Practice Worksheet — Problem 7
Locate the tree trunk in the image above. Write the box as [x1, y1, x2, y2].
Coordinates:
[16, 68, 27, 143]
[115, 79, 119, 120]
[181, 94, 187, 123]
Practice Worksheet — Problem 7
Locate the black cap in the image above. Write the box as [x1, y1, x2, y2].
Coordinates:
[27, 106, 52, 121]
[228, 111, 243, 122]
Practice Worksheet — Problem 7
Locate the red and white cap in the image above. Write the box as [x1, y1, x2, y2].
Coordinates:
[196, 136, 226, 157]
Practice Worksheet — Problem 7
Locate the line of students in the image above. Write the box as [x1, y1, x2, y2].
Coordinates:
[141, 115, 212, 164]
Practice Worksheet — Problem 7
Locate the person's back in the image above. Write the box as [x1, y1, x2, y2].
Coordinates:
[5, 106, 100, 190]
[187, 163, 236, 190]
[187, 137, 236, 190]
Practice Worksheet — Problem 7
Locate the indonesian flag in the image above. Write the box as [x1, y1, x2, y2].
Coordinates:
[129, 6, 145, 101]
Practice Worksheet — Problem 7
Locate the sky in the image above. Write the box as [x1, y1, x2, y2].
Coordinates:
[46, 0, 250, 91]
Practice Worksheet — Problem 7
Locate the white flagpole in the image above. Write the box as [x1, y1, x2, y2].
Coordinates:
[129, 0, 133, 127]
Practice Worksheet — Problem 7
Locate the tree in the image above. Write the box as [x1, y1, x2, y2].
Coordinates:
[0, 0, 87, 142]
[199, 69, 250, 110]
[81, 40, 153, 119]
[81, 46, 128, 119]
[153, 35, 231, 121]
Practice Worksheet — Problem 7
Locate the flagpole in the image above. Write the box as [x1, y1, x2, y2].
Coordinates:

- [REQUEST]: Output the items from the start through the line holding "[187, 137, 236, 190]", inclusive, as a two-column CSV with the header instruction,boxes. Give one row per item, with its text and its answer each in a single quoted field and any line breaks replaced by spaces.

- [TASK ANSWER]:
instruction,boxes
"Practice Worksheet — Problem 7 Locate the tree trunk in the image above. Write the box as [x1, y1, x2, y2]. Coordinates:","[16, 68, 27, 143] [115, 79, 119, 120] [181, 94, 187, 123]"
"Practice Worksheet — Problem 7 Locate the black cap in the image above. Write the box as [x1, y1, x2, y2]. Coordinates:","[27, 106, 52, 121] [228, 111, 243, 122]"
"Practice Worksheet — Problem 7 Locate the red and white cap in the image above. Write the box as [x1, y1, x2, y2]. Coordinates:","[196, 136, 226, 157]"
"Practice Worksheet — Problem 7 Locate the line of students in the image above. Write the box as [x1, y1, x2, y2]. Coordinates:","[141, 115, 212, 164]"
"Practice Worksheet — Problem 7 Locate the person's back in the image above. Write the box as [x1, y1, x2, y2]. Coordinates:","[5, 106, 100, 190] [187, 163, 236, 190] [187, 137, 236, 190]"